Region labeling records:
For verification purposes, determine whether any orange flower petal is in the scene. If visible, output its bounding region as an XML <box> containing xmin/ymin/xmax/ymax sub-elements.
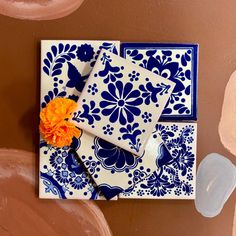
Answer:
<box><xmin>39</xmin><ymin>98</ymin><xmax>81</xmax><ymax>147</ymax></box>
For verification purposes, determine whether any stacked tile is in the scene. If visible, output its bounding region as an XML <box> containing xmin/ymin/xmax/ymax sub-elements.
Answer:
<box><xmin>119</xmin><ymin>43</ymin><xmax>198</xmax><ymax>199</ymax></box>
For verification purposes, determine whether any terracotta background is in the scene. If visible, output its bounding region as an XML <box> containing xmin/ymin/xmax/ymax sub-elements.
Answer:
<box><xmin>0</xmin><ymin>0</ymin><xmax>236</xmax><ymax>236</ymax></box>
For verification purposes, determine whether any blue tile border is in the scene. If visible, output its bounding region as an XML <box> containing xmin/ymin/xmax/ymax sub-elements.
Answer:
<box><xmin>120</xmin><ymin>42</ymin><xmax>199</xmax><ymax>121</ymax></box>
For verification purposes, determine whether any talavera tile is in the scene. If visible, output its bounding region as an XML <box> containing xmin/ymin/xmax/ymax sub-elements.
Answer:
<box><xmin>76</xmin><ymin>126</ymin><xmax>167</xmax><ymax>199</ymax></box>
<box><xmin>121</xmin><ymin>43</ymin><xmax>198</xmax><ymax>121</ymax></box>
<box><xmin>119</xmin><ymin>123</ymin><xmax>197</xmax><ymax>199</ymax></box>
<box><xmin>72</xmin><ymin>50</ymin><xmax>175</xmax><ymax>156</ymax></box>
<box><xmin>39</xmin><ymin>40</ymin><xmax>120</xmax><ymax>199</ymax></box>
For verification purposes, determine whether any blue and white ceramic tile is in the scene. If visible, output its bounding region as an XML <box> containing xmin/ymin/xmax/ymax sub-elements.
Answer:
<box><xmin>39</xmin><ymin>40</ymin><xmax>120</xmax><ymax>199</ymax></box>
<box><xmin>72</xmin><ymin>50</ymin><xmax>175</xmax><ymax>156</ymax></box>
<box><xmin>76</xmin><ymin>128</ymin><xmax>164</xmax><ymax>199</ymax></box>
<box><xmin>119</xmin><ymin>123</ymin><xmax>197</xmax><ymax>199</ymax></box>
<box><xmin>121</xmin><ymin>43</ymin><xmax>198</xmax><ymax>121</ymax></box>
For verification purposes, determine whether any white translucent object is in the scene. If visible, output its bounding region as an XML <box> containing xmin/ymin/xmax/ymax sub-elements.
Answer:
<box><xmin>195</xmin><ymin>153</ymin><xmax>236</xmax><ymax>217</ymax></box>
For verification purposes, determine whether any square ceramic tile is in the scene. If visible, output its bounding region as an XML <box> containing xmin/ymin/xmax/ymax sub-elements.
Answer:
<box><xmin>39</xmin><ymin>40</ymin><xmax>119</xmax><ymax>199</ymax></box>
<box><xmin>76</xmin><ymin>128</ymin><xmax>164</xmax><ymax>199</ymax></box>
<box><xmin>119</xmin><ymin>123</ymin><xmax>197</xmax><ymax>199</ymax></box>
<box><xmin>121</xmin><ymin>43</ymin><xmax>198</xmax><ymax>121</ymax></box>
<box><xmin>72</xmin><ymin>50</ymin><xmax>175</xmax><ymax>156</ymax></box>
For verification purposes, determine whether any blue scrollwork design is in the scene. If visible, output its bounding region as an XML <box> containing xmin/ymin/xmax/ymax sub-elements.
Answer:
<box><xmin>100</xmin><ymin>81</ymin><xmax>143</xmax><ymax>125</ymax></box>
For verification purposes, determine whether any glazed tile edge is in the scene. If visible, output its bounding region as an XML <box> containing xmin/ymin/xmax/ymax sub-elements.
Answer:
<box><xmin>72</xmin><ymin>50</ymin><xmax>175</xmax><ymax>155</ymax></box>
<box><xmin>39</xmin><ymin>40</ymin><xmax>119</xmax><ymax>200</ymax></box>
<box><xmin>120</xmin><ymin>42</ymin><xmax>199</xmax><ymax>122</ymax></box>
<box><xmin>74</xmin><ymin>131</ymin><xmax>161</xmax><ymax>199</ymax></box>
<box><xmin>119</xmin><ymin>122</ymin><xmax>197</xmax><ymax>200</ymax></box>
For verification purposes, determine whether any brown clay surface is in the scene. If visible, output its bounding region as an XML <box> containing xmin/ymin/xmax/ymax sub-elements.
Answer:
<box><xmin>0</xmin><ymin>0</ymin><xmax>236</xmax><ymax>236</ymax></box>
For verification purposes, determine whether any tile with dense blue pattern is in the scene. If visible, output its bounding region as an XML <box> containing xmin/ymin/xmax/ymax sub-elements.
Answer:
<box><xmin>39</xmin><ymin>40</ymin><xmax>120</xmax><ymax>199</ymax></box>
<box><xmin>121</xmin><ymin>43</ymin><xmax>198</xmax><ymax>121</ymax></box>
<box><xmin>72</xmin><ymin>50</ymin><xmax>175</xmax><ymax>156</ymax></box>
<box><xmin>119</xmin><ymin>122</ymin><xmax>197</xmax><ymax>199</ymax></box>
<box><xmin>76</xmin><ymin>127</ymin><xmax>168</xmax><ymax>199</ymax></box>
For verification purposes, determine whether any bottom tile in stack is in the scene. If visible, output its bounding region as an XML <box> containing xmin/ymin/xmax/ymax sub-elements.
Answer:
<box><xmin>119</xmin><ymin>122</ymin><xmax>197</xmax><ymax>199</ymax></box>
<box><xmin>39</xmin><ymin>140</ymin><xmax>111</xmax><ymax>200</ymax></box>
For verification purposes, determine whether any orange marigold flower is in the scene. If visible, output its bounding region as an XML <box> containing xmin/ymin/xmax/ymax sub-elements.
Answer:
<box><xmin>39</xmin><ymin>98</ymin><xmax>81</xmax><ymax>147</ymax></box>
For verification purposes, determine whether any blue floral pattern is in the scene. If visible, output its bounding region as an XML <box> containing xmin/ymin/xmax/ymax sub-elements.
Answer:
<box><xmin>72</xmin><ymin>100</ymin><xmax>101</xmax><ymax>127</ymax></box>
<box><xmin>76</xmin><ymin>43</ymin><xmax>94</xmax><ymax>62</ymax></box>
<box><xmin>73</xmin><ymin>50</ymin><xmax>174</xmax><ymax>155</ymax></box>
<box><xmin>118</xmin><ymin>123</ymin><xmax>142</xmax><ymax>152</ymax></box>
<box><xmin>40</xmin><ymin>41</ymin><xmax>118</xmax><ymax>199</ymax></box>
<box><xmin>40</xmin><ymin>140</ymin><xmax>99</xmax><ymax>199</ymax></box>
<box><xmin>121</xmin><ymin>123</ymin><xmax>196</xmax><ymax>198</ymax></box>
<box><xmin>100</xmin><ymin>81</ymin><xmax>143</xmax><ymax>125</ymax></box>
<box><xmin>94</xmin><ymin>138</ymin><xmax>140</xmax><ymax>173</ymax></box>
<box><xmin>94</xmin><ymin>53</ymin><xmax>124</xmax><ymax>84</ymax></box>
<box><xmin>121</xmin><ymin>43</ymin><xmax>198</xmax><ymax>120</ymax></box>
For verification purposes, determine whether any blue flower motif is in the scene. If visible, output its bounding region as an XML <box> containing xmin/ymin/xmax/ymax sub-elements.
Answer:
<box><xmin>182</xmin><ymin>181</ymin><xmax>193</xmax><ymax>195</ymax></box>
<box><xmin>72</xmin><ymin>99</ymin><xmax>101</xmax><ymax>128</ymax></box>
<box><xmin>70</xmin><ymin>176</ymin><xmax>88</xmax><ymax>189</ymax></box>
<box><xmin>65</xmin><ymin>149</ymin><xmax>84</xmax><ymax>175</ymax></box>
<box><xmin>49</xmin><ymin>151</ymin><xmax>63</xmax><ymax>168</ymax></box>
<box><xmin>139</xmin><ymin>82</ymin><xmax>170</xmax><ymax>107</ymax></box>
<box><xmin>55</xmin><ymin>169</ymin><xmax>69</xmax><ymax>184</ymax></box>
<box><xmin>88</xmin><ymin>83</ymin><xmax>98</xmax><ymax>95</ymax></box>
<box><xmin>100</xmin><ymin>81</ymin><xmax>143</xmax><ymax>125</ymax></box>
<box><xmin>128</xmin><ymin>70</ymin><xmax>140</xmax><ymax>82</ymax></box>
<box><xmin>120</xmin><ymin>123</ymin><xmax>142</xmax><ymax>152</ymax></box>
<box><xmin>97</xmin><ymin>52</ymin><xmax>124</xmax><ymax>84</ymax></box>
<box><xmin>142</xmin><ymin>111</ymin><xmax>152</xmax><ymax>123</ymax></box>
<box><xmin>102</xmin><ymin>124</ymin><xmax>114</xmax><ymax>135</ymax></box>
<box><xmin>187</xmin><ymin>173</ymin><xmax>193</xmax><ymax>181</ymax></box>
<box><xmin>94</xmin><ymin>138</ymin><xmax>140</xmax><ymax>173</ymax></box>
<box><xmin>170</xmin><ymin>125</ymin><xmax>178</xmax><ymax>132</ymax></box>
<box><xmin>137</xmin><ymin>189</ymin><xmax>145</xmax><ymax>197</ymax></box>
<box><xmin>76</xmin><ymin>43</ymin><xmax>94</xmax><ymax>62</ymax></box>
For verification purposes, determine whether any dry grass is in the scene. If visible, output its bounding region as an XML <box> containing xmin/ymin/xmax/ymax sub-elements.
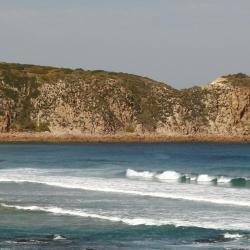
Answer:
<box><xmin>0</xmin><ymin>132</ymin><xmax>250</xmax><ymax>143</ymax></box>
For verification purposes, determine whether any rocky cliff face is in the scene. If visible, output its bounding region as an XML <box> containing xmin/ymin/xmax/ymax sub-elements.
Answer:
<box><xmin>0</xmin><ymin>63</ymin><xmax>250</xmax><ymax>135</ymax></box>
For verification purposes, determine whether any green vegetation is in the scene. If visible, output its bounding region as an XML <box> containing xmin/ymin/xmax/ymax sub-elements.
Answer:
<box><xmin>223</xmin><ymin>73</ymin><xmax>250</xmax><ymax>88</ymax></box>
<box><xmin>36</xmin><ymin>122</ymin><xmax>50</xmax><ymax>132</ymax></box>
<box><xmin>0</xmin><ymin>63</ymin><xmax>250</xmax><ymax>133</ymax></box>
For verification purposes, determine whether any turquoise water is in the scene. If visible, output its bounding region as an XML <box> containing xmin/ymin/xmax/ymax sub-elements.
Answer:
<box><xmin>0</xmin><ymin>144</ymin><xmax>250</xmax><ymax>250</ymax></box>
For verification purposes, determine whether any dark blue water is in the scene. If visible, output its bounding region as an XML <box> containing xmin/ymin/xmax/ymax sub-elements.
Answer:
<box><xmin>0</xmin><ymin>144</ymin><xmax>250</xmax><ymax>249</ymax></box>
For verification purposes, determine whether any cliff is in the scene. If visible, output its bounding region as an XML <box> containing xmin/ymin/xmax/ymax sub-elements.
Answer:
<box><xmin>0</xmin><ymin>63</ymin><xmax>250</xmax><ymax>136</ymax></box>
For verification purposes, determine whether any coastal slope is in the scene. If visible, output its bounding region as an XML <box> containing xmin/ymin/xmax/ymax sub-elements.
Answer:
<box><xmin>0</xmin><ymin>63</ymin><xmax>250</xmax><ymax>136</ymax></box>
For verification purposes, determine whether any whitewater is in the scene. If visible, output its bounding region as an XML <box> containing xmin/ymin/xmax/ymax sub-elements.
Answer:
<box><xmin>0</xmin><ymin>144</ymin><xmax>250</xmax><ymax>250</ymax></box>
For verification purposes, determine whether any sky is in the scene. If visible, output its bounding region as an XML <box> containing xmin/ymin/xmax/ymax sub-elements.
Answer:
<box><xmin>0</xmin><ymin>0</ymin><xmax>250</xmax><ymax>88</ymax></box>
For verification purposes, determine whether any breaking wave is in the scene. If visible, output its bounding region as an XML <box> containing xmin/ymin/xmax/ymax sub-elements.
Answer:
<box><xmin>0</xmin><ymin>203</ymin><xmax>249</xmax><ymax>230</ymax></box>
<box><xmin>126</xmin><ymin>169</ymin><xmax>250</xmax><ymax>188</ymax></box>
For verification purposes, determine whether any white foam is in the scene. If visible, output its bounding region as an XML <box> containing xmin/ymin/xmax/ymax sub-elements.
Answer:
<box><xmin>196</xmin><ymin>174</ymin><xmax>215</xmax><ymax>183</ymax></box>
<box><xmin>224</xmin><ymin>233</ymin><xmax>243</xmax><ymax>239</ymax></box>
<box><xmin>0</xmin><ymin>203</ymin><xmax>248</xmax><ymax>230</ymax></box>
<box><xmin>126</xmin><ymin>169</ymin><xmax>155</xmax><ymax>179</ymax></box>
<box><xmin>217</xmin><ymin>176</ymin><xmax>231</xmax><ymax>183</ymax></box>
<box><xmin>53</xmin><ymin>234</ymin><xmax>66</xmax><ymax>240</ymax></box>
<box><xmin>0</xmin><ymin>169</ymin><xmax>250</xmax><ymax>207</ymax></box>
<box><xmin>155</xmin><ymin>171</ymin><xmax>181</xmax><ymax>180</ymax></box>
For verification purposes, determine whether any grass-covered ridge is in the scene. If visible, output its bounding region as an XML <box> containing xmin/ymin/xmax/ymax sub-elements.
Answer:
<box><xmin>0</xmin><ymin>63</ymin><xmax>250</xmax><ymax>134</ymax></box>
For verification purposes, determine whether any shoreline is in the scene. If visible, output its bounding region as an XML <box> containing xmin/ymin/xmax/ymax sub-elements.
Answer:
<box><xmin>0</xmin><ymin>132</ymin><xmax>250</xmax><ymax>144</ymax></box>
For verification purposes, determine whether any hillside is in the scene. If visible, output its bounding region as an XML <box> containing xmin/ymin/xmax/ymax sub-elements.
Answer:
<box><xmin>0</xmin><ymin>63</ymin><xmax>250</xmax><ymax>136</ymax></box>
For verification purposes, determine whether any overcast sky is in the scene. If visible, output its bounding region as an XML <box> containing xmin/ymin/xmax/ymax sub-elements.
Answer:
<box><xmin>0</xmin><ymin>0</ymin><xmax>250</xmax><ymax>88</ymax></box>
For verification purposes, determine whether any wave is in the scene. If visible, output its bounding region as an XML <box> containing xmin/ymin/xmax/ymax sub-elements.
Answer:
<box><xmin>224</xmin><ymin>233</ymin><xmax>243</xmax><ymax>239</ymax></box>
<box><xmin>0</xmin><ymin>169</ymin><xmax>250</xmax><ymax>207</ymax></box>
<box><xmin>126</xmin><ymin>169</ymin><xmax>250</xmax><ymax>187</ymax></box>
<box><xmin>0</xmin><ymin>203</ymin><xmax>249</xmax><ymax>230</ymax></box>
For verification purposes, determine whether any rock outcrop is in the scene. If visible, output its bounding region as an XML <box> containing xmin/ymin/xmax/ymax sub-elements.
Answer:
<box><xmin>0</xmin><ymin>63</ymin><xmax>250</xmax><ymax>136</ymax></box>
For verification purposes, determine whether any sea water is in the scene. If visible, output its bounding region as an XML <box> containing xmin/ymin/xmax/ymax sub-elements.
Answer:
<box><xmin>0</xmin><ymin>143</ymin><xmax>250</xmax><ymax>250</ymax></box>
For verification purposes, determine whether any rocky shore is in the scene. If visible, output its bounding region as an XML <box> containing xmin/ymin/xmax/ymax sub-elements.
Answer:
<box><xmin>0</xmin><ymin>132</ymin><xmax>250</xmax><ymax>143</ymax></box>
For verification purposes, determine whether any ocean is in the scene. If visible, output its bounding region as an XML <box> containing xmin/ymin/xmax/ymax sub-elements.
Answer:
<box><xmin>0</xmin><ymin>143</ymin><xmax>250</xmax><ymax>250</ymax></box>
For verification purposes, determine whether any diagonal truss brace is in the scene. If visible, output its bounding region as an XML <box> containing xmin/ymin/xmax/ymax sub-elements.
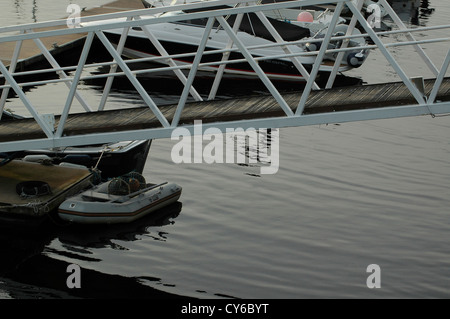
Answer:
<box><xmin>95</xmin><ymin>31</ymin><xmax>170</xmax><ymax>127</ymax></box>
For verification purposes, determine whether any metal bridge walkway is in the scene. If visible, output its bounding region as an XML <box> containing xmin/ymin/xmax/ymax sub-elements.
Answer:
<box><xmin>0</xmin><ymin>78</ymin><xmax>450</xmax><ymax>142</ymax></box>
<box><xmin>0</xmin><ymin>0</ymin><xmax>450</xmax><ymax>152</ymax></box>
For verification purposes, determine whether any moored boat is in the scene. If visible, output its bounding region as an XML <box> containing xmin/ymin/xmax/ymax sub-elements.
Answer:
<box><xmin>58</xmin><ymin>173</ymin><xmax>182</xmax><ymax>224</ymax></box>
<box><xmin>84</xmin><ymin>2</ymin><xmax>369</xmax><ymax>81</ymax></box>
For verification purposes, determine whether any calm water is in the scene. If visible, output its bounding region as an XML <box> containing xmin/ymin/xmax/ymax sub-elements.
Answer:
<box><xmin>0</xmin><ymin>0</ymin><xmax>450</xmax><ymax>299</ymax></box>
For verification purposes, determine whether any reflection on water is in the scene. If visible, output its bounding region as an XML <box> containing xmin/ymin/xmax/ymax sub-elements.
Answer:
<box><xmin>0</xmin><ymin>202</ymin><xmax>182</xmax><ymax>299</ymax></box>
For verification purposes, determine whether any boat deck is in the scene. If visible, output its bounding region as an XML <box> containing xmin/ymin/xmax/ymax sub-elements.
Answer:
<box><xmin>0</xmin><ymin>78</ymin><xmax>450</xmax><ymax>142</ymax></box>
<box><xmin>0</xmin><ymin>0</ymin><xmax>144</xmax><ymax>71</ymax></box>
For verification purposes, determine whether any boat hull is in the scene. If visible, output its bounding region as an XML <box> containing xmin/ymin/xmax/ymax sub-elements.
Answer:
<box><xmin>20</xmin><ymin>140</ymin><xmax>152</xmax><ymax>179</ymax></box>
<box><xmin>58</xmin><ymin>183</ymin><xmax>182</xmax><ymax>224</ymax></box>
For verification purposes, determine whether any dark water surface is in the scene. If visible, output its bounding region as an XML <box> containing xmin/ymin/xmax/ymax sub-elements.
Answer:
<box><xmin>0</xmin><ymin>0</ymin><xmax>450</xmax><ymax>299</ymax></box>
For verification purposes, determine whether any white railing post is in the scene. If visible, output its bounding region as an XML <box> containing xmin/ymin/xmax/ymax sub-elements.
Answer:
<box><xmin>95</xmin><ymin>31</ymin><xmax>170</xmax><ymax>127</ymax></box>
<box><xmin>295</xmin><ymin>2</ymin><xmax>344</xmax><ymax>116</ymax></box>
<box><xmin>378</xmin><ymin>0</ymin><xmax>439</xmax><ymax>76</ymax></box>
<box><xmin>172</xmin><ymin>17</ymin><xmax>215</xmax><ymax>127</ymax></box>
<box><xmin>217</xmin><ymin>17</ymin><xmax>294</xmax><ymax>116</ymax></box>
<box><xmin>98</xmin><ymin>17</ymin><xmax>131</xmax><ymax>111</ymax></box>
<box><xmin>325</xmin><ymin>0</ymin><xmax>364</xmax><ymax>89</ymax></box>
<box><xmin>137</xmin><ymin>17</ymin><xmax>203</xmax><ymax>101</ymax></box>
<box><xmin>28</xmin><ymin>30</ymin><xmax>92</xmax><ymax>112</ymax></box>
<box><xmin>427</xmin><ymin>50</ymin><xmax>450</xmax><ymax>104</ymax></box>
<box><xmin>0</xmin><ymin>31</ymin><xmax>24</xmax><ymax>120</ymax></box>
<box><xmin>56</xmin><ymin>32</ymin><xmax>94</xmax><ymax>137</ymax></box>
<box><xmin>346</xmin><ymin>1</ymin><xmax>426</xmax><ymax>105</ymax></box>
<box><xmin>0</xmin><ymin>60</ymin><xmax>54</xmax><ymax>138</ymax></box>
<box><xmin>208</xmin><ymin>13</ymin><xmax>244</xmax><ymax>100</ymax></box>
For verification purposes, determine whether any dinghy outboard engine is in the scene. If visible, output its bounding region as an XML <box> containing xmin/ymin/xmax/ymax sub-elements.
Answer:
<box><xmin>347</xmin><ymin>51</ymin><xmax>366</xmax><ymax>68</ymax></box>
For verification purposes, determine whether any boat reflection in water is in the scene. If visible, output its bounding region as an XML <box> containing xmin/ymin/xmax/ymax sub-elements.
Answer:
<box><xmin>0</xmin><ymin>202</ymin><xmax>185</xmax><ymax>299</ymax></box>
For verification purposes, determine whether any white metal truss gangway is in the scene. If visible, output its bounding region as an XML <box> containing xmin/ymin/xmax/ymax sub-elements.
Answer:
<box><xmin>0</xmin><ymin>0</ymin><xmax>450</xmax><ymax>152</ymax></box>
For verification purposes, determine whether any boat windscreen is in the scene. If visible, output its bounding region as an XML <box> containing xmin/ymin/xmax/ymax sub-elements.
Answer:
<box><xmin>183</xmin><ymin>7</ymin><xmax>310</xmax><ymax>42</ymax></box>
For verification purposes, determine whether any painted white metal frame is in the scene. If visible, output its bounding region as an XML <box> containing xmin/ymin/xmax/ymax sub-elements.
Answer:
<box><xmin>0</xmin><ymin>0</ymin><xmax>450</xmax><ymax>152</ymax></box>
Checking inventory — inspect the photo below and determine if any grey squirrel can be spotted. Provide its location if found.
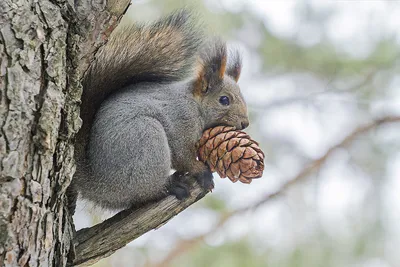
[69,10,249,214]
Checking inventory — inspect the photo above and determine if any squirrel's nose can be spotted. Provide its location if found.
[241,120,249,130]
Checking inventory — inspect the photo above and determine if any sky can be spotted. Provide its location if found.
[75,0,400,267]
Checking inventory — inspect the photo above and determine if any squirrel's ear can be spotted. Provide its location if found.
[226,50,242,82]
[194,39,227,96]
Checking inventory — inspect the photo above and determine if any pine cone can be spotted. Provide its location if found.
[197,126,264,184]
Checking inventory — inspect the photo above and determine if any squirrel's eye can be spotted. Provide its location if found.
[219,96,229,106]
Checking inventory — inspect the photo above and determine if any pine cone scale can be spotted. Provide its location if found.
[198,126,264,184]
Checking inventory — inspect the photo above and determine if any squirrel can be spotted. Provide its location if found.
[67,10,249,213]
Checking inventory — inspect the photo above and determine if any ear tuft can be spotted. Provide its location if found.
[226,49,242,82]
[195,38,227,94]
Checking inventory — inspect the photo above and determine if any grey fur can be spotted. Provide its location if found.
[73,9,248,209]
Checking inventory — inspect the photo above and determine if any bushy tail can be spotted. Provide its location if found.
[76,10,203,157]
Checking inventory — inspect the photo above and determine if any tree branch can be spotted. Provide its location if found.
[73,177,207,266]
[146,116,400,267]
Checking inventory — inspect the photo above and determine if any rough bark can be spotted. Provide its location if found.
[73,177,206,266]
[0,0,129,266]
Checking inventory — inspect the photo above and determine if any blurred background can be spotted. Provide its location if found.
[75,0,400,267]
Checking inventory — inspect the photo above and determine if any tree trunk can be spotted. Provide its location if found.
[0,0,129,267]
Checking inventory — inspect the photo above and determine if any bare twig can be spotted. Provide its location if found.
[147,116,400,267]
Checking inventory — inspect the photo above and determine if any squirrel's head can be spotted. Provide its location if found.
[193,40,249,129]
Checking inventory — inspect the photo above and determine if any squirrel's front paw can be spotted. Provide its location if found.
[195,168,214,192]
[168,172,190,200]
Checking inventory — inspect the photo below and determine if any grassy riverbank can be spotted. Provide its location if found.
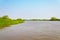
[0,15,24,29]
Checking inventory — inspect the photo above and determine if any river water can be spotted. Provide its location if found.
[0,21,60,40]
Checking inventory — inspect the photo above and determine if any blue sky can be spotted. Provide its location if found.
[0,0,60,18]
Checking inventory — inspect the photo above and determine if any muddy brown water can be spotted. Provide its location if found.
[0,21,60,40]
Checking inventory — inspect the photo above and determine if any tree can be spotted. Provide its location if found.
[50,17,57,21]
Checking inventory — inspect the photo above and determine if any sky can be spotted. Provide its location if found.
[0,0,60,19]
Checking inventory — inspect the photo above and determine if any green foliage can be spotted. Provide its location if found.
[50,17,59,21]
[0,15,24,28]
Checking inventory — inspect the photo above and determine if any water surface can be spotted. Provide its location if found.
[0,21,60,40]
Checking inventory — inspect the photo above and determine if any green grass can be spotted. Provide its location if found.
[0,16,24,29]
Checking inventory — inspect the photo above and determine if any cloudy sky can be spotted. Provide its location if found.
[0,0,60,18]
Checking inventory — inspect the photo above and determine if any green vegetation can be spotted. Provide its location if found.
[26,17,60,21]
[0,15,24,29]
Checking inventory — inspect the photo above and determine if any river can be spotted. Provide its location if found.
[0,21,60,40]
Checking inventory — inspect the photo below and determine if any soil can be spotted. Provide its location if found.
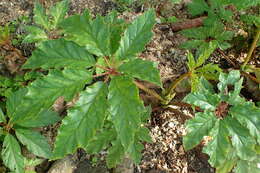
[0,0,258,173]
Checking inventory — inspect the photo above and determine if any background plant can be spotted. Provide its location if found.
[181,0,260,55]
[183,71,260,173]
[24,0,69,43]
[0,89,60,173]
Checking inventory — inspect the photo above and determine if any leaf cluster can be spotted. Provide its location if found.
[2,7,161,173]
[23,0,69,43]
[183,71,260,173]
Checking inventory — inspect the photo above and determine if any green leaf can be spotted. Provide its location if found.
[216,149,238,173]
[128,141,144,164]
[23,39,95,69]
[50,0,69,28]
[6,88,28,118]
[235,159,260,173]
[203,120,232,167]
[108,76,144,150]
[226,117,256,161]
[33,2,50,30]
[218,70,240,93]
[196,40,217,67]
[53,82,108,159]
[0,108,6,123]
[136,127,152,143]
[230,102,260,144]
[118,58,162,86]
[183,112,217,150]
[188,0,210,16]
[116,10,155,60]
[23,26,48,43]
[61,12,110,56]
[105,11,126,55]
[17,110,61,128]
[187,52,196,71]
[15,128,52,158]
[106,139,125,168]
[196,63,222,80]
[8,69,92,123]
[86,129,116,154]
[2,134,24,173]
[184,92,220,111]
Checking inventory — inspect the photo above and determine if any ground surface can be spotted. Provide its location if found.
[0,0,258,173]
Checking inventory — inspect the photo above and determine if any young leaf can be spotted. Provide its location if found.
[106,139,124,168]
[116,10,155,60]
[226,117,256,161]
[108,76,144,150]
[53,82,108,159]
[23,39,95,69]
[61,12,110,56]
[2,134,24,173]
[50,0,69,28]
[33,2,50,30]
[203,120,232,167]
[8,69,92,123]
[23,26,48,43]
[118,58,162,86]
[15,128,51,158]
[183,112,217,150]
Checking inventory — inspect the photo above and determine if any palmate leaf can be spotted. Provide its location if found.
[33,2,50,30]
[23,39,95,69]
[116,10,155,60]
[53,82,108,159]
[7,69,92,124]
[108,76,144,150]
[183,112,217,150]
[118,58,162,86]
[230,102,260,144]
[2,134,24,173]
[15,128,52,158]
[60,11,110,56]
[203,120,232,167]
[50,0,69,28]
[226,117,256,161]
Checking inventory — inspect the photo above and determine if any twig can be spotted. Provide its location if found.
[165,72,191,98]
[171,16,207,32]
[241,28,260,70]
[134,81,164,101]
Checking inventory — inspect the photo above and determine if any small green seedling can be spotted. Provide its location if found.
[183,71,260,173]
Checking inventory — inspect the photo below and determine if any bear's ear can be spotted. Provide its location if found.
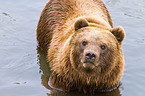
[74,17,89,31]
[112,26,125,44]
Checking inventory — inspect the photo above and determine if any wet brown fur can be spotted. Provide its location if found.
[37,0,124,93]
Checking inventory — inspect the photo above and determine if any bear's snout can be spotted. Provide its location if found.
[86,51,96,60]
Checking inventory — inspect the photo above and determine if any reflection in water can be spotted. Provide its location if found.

## What is needed
Arrange the lines from the one containing "any tree branch" to the one containing "[0,0,129,267]", both included, as a numbered list, leaving out any blank lines.

## Exercise output
1. Checking inventory — inspect the photo above and determine if any tree branch can be spotted. Provide its location if found.
2. [73,177,207,266]
3. [146,116,400,267]
4. Checking inventory — inspect the photo above and determine if any rough bark can be spotted. Provide its location if found.
5. [73,177,206,266]
6. [0,0,129,266]
7. Checking inventory — inspect the photo above and determine if any blurred background can be spotted. Provide its location if found.
8. [75,0,400,267]
9. Checking inventory — inspect the photo above and determine if any tree trunk can be spotted. Provide its location if found.
10. [0,0,129,267]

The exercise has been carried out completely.